In fact, Banks is on the record as an early endorser of a Pence 2024 bid, something the former vice president has begun laying the groundwork for should he choose to run. “For me, Mike Pence is at the top of the list,” he said, while conceding that Trump would most likely win the party’s nomination if he decided to mount his own comeback bid in four years.

It’s that recognition of Trump’s abiding influence on the party, which has long rankled some conservatives, that will serve as Banks’ north star as he spends the next year working to position the GOP for a 2022 takeover of the House.

Though he’s not necessarily a MAGA fanatic — he admits to having taken a while to warm to the former president’s style and told the Washington Examiner shortly after the November election that “the Trump agenda was what was popular, not the man” — he believes there is no appetite for a Republican Party that pretends the last four years didn’t happen or reverts to its pre-Trump form.

Image point annotation entries
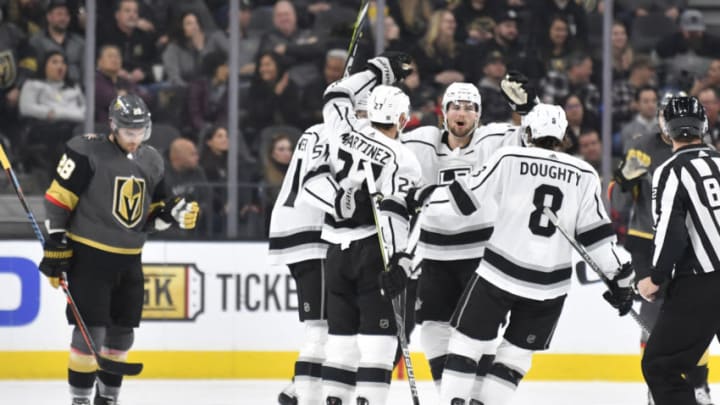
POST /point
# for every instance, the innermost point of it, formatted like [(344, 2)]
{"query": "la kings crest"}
[(128, 200)]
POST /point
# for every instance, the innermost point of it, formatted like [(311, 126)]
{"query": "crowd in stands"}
[(174, 54)]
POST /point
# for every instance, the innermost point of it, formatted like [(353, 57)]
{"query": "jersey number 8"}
[(545, 196)]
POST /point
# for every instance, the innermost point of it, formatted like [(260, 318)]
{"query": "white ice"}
[(264, 392)]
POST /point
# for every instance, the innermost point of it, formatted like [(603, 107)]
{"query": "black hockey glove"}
[(56, 258), (394, 280), (629, 173), (390, 67), (177, 210), (354, 204), (519, 92), (417, 197), (620, 293)]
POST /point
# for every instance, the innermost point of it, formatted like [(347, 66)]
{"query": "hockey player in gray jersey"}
[(106, 195), (359, 317), (526, 268)]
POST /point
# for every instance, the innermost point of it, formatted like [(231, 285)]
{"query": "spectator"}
[(557, 48), (577, 120), (273, 98), (56, 37), (411, 16), (469, 11), (422, 99), (438, 55), (55, 105), (641, 74), (183, 174), (494, 106), (18, 63), (506, 39), (275, 164), (136, 46), (556, 86), (109, 84), (710, 99), (622, 52), (182, 59), (671, 8), (480, 31), (208, 97), (301, 48), (312, 99), (711, 78), (590, 148), (544, 11), (645, 121)]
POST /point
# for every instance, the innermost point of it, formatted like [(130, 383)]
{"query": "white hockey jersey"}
[(526, 255), (395, 170), (448, 237), (295, 226)]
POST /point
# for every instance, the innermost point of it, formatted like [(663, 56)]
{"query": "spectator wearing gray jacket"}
[(182, 59), (56, 37)]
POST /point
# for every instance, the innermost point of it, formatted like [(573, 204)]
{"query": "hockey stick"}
[(105, 364), (398, 306), (355, 39), (594, 266)]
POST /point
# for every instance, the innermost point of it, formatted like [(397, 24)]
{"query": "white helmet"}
[(545, 120), (386, 104), (460, 91)]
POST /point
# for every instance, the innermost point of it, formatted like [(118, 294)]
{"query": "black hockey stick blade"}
[(118, 367)]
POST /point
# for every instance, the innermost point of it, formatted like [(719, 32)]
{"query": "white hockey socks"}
[(308, 367), (375, 368), (339, 371), (458, 377), (510, 366), (434, 338)]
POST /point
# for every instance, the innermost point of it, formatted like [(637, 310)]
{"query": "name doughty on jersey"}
[(551, 171)]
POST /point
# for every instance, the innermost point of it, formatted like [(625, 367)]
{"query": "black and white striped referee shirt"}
[(686, 207)]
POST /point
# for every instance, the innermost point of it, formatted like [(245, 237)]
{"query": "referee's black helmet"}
[(685, 118)]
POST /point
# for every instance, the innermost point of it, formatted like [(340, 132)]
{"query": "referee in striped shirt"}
[(686, 206)]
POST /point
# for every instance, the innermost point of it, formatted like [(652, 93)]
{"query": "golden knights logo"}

**Requirements**.
• 1. According to the passage on Banks, what will he spend the next year working to position the GOP for?
• 2. Continue the passage on Banks from its final sentence.

**Task-by-task outputs**.
• 1. A 2022 takeover of the House.

• 2.
While Banks said Trump’s coarse personality doesn’t need to dictate the way conservatives behave in future policy-making ventures, he firmly believes the former president’s agenda must continue to be integrated if the party hopes to survive. There is plenty of room for Trumpism — from maintaining an intense focus on China to bending conservative orthodoxy on trade and spending to not being afraid to dive deep into emerging culture wars — that can and should outlast the man himself, Banks contends.

“What I want to do with the RSC for the next couple of years is really make the Trump legacy and the Trump platform the platform of the Republican Party and the conservative movement of the future,” he said. “And RSC is perfectly positioned to effectively do that.”